Records contained in a dataset

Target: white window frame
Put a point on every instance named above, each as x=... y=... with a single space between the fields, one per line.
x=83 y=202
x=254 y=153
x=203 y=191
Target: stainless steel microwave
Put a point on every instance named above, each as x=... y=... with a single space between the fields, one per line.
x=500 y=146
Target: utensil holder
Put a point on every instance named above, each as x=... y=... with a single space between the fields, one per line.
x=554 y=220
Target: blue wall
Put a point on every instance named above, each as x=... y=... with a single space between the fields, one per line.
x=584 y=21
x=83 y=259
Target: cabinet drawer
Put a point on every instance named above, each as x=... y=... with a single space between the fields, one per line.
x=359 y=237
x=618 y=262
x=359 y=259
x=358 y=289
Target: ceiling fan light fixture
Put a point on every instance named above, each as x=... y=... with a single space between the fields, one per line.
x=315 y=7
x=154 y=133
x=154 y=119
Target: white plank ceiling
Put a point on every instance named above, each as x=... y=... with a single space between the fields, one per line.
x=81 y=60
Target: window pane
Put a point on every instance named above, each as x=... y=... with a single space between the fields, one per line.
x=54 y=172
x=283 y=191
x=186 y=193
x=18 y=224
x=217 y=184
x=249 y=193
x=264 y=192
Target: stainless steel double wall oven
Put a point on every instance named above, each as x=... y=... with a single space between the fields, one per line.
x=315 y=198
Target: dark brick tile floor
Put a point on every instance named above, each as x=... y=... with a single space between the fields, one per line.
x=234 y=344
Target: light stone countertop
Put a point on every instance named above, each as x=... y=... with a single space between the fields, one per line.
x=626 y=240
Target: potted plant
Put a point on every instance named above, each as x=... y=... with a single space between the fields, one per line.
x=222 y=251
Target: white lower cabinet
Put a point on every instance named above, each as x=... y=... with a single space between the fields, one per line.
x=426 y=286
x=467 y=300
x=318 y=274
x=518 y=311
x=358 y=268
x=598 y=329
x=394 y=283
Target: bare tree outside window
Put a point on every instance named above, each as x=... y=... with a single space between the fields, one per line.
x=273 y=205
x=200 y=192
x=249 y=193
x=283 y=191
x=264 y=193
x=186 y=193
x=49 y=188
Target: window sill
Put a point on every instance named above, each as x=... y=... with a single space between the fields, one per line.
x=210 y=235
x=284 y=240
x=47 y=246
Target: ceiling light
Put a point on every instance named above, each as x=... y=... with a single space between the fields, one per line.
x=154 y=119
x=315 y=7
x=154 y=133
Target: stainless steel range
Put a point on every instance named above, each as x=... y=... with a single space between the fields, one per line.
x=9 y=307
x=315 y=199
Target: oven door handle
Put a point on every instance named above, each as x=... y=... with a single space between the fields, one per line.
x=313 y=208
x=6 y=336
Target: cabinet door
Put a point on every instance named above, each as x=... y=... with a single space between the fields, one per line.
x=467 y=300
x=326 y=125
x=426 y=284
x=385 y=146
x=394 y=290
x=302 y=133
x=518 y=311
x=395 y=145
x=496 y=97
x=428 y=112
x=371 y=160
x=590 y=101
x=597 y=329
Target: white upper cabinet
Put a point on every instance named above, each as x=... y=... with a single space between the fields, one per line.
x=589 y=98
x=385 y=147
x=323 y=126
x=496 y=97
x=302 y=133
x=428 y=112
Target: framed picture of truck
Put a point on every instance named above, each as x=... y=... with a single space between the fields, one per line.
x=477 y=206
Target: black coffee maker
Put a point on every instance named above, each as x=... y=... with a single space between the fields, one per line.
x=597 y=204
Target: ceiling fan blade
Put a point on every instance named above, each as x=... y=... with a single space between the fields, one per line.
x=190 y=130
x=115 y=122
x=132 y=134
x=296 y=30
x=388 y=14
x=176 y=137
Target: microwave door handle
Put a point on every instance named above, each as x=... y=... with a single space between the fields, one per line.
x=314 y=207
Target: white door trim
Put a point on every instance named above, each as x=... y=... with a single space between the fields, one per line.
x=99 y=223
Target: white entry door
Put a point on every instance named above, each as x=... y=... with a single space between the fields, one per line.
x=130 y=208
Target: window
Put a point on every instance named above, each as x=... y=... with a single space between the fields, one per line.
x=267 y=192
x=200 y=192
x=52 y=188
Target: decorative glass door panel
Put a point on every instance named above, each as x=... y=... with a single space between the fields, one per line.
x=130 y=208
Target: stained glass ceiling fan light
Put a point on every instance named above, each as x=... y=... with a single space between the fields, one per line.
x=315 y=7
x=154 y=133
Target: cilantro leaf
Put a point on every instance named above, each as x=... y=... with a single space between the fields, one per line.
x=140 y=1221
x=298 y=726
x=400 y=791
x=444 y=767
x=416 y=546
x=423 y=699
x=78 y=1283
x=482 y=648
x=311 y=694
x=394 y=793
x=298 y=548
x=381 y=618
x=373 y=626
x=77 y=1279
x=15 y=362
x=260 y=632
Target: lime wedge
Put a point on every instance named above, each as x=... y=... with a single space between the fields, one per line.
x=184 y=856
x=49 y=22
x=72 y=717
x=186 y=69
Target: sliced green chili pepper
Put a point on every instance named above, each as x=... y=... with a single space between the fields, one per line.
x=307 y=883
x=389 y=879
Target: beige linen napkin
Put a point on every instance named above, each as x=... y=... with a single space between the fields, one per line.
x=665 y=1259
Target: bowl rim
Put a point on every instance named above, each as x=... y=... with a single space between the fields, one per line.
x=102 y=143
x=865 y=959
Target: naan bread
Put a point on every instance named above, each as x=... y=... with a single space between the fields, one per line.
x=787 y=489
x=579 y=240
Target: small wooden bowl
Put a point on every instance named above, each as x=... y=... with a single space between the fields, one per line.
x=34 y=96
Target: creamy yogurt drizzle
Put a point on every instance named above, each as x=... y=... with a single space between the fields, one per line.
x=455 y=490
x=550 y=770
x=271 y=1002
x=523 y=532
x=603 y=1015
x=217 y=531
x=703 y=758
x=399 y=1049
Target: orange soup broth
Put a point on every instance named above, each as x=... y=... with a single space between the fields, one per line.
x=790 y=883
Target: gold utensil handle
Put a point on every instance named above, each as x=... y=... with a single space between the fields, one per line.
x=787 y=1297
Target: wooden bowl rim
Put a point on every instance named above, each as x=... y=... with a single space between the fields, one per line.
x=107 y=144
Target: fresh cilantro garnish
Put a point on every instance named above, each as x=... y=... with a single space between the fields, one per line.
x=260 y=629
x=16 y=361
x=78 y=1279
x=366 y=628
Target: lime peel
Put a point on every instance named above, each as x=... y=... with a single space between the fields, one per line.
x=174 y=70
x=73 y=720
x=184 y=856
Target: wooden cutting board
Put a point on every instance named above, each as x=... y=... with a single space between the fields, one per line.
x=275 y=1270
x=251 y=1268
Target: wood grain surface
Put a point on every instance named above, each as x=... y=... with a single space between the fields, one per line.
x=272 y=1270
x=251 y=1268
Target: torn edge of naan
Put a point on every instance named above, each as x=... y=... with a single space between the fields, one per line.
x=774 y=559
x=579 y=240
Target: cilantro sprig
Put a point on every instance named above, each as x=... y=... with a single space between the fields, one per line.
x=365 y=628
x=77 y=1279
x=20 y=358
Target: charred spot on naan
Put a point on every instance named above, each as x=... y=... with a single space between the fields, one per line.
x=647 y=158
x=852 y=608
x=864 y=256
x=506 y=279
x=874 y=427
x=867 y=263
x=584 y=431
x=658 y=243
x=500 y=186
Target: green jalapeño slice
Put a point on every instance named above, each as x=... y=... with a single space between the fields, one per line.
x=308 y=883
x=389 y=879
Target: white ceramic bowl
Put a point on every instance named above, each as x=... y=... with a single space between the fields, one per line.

__PROBLEM REQUIREMENTS__
Starting with the line that contains "Target: cilantro sprig", repeat each line through the last one exactly as it appears. Include both ends and nothing more.

__EXERCISE RESULT__
Target: cilantro sprig
Put a point on every instance named above, each as x=... y=... with a single space between the fields, one per line.
x=365 y=628
x=77 y=1279
x=20 y=358
Target: charred spot on naan
Put a point on every instance named above, each as x=... y=... with a single space between the fields, one per line.
x=647 y=158
x=852 y=608
x=864 y=256
x=506 y=279
x=874 y=427
x=867 y=263
x=584 y=431
x=658 y=243
x=500 y=186
Target: green jalapeño slice
Put a point on every instance named above, each as x=... y=... with a single space between the fields, one per line.
x=308 y=883
x=389 y=879
Target: white ceramic bowl
Put a point on every instance named above, each as x=... y=... with a single space between the fields, one per line.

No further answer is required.